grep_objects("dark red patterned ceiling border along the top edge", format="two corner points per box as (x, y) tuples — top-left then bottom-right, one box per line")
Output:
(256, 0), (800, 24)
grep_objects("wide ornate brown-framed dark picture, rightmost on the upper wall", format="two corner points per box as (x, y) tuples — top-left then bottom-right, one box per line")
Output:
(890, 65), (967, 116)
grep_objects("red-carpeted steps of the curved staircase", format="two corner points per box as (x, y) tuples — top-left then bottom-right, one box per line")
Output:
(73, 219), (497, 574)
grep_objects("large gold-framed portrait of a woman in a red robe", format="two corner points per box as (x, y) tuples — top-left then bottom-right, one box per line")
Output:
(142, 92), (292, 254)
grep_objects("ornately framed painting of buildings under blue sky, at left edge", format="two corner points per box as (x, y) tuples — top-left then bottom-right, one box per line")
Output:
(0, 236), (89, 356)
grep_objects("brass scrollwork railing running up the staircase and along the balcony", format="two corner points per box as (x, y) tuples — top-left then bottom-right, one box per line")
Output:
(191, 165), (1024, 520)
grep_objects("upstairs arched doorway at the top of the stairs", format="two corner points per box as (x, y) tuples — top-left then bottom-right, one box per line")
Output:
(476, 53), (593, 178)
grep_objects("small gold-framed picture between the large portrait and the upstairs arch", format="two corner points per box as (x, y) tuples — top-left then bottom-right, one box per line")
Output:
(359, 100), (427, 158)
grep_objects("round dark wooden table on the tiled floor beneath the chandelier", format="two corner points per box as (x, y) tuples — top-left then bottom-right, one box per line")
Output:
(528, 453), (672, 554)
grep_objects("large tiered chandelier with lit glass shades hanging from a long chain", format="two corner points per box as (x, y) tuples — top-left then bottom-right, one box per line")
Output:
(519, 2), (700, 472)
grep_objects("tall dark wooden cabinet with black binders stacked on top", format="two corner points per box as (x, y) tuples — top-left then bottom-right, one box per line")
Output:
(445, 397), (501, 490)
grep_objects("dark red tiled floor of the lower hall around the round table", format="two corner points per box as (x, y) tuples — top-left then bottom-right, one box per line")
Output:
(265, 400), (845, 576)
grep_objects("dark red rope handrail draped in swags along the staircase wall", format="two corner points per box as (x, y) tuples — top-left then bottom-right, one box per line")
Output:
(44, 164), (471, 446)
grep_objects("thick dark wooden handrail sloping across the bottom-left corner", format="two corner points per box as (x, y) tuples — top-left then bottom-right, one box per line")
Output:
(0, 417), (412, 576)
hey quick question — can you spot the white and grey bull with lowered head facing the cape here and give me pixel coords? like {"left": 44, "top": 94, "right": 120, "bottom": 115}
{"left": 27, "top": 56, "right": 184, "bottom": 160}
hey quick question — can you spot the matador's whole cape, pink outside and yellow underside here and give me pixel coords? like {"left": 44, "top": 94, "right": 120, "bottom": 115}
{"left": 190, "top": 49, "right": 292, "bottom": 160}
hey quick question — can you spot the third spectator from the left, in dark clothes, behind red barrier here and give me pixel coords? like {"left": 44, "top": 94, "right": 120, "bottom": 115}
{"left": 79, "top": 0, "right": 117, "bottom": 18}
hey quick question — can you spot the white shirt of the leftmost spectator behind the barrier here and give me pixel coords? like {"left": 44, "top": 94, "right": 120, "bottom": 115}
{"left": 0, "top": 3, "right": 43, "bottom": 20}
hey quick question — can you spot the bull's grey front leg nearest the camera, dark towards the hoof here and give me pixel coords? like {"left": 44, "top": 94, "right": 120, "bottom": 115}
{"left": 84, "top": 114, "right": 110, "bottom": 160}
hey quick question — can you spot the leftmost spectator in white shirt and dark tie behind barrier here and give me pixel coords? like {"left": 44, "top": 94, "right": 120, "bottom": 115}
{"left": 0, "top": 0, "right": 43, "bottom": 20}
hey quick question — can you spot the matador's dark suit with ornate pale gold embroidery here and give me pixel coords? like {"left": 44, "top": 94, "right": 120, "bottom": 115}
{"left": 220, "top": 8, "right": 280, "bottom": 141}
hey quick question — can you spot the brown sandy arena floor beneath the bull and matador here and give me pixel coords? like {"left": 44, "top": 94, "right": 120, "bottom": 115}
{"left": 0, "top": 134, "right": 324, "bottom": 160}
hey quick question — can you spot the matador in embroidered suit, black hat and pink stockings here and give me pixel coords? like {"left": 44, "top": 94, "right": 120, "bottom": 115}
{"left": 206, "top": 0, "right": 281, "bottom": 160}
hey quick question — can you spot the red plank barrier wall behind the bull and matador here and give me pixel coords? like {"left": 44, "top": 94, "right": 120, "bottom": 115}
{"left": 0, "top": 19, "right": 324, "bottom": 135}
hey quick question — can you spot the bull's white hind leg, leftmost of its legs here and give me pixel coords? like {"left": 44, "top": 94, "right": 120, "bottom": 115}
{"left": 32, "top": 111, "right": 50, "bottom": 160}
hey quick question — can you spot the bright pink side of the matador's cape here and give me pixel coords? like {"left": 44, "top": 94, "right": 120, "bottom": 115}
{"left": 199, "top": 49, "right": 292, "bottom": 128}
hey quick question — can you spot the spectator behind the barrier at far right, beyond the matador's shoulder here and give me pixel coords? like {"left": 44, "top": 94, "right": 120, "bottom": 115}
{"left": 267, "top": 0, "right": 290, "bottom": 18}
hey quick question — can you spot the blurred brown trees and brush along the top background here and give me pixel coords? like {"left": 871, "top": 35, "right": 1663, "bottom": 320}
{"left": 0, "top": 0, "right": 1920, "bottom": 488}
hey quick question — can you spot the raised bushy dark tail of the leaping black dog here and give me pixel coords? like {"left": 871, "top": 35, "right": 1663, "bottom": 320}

WHAT YOU NEED TO DO:
Set down all the entries again, word for word.

THE COMPLETED TASK:
grep_objects("dark red patterned ceiling border along the top edge", format="two corner points per box as (x, y) tuples — top-left then bottom-right, one box per line")
Output:
(256, 0), (800, 24)
grep_objects("wide ornate brown-framed dark picture, rightmost on the upper wall", format="two corner points per box as (x, y) tuples — top-left then bottom-right, one box per line")
Output:
(890, 65), (967, 116)
grep_objects("red-carpeted steps of the curved staircase", format="two corner points per box as (x, y) tuples — top-left then bottom-right, one box per line")
Output:
(73, 219), (497, 574)
grep_objects("large gold-framed portrait of a woman in a red robe", format="two corner points per box as (x, y) tuples — top-left then bottom-right, one box per line")
Output:
(142, 92), (292, 254)
grep_objects("ornately framed painting of buildings under blue sky, at left edge", format="two corner points per box as (x, y) tuples — top-left then bottom-right, one box per line")
Output:
(0, 236), (89, 356)
grep_objects("brass scrollwork railing running up the staircase and along the balcony", format="two corner points per box as (x, y) tuples — top-left then bottom-right, one box per line")
Output:
(191, 165), (1024, 520)
grep_objects("upstairs arched doorway at the top of the stairs", format="two corner points per box as (x, y) tuples — top-left then bottom-right, one box per line")
Output:
(476, 53), (593, 178)
grep_objects("small gold-framed picture between the large portrait and the upstairs arch", format="two corner points per box as (x, y) tuples — top-left then bottom-right, one box per line")
Output:
(359, 100), (427, 158)
grep_objects("round dark wooden table on the tiled floor beneath the chandelier", format="two corner points per box as (x, y) tuples — top-left then bottom-right, one box per line")
Output:
(528, 453), (672, 554)
grep_objects("large tiered chandelier with lit glass shades hanging from a long chain", format="two corner points per box as (x, y) tuples — top-left then bottom-right, one box per line")
Output:
(519, 2), (700, 472)
grep_objects("tall dark wooden cabinet with black binders stacked on top", format="two corner points per box as (x, y) tuples — top-left then bottom-right, one box per line")
Output:
(445, 397), (501, 490)
grep_objects("dark red tiled floor of the lower hall around the round table", format="two corner points per box as (x, y) tuples — top-left then bottom-right, one box per line")
Output:
(265, 400), (845, 576)
grep_objects("dark red rope handrail draped in swags along the staircase wall", format="two corner points per box as (x, y) tuples — top-left then bottom-right, one box per line")
Output:
(44, 164), (471, 446)
grep_objects("thick dark wooden handrail sloping across the bottom-left corner", format="two corner points per box as (x, y) tuples — top-left then bottom-right, one box per line")
Output:
(0, 417), (412, 576)
hey quick question — can you spot the white and grey bull with lowered head facing the cape here and give me pixel coords? like {"left": 44, "top": 94, "right": 120, "bottom": 115}
{"left": 27, "top": 56, "right": 184, "bottom": 160}
hey quick question — can you spot the matador's whole cape, pink outside and yellow underside here and give me pixel coords? like {"left": 44, "top": 94, "right": 120, "bottom": 115}
{"left": 190, "top": 49, "right": 292, "bottom": 160}
hey quick question — can you spot the third spectator from the left, in dark clothes, behind red barrier here and give me pixel coords? like {"left": 44, "top": 94, "right": 120, "bottom": 115}
{"left": 79, "top": 0, "right": 117, "bottom": 18}
hey quick question — can you spot the white shirt of the leftmost spectator behind the barrier here and give me pixel coords? like {"left": 44, "top": 94, "right": 120, "bottom": 115}
{"left": 0, "top": 3, "right": 43, "bottom": 20}
hey quick question — can you spot the bull's grey front leg nearest the camera, dark towards the hoof here and give me pixel coords? like {"left": 44, "top": 94, "right": 120, "bottom": 115}
{"left": 84, "top": 114, "right": 110, "bottom": 160}
hey quick question — can you spot the leftmost spectator in white shirt and dark tie behind barrier here and give me pixel coords? like {"left": 44, "top": 94, "right": 120, "bottom": 115}
{"left": 0, "top": 0, "right": 43, "bottom": 20}
hey quick question — can you spot the matador's dark suit with ornate pale gold embroidery here and give me pixel coords? like {"left": 44, "top": 94, "right": 120, "bottom": 115}
{"left": 220, "top": 8, "right": 280, "bottom": 141}
hey quick question — can you spot the brown sandy arena floor beneath the bull and matador here and give me pixel coords? like {"left": 44, "top": 94, "right": 120, "bottom": 115}
{"left": 0, "top": 134, "right": 324, "bottom": 160}
hey quick question — can you spot the matador in embroidered suit, black hat and pink stockings here and give me pixel coords? like {"left": 44, "top": 94, "right": 120, "bottom": 115}
{"left": 206, "top": 0, "right": 281, "bottom": 160}
hey quick question — can you spot the red plank barrier wall behind the bull and matador here and give me pixel coords? like {"left": 44, "top": 94, "right": 120, "bottom": 115}
{"left": 0, "top": 19, "right": 324, "bottom": 135}
hey quick question — can you spot the bull's white hind leg, leftmost of its legs here and give me pixel coords? like {"left": 44, "top": 94, "right": 120, "bottom": 115}
{"left": 32, "top": 111, "right": 50, "bottom": 160}
hey quick question — can you spot the bright pink side of the matador's cape here and give me pixel coords? like {"left": 44, "top": 94, "right": 120, "bottom": 115}
{"left": 199, "top": 49, "right": 292, "bottom": 128}
hey quick question — can you spot the spectator behind the barrier at far right, beyond the matador's shoulder here and give me pixel coords? like {"left": 44, "top": 94, "right": 120, "bottom": 115}
{"left": 267, "top": 0, "right": 290, "bottom": 18}
hey quick question — can you spot the blurred brown trees and brush along the top background here and give me pixel coords? like {"left": 871, "top": 35, "right": 1663, "bottom": 320}
{"left": 0, "top": 0, "right": 1920, "bottom": 488}
hey quick question — can you spot the raised bushy dark tail of the leaping black dog here and give me pixel coords? like {"left": 871, "top": 35, "right": 1663, "bottom": 320}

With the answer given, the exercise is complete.